▶ _Material to process_:

---

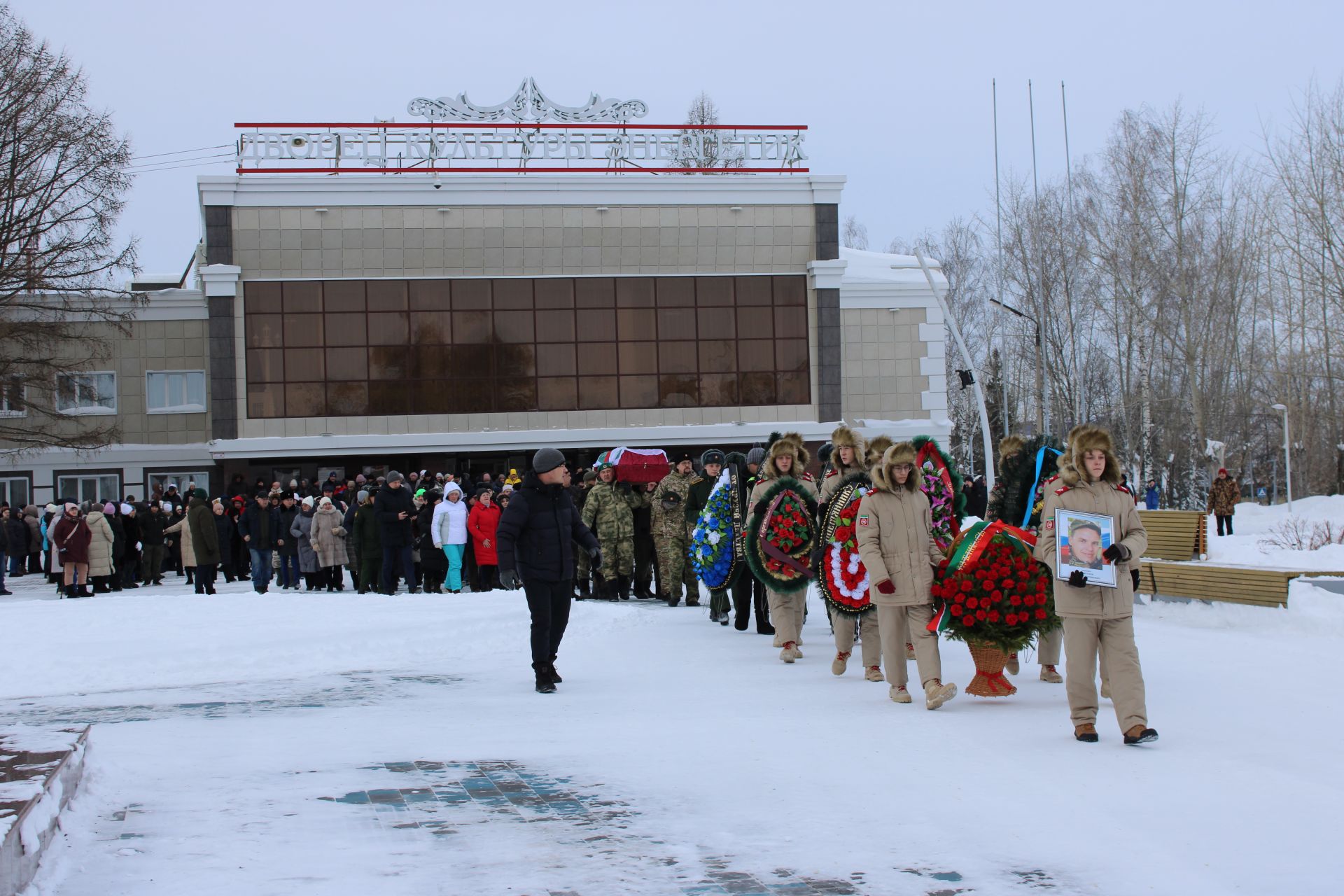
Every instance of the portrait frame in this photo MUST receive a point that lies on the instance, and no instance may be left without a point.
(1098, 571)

---

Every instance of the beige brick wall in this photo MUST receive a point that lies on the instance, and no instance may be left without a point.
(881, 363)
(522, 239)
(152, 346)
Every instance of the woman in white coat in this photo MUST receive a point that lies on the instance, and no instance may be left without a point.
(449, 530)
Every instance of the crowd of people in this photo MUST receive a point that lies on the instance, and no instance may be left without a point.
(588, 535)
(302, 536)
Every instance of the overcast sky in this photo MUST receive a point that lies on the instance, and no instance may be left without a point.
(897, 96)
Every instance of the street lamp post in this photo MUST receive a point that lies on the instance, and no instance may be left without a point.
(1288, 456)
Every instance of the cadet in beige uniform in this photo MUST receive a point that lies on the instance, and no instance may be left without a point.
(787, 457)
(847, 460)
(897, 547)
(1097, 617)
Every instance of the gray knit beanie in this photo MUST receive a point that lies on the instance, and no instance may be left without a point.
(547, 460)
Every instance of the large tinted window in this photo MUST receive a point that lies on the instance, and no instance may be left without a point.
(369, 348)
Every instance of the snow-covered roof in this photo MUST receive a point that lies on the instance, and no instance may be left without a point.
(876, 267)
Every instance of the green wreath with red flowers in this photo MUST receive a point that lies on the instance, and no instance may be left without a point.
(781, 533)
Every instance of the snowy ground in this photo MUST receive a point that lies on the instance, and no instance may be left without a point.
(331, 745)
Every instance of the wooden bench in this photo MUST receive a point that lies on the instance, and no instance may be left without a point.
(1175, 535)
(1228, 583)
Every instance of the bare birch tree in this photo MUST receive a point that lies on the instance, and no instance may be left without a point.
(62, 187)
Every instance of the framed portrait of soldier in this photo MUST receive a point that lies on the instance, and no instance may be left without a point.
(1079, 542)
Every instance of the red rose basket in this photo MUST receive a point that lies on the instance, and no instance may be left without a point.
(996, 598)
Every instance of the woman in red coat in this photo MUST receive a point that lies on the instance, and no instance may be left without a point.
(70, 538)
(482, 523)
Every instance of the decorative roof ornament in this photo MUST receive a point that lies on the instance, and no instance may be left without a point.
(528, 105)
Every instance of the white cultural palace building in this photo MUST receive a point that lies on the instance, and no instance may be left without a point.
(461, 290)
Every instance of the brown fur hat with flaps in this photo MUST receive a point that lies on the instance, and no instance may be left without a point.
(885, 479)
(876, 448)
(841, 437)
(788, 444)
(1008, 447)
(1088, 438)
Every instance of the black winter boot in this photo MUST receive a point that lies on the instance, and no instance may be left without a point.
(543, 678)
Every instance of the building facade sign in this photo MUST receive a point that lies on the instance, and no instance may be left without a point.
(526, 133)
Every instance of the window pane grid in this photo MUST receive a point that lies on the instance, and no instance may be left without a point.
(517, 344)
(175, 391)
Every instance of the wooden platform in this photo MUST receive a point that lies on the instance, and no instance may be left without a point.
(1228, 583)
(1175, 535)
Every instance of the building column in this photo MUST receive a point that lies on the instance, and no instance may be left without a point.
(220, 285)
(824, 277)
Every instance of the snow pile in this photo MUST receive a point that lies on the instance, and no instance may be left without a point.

---

▶ _Request_:
Copy out the rows word for word, from the line containing "Every instance of the cadet" through the line containing "(1097, 617)".

▶ _Solved exercise_:
Every instance of the cadet in beige uniform in this photo MUST receive a point that lies on the instance, and no instance may be left without a point.
(787, 457)
(847, 460)
(897, 547)
(1097, 617)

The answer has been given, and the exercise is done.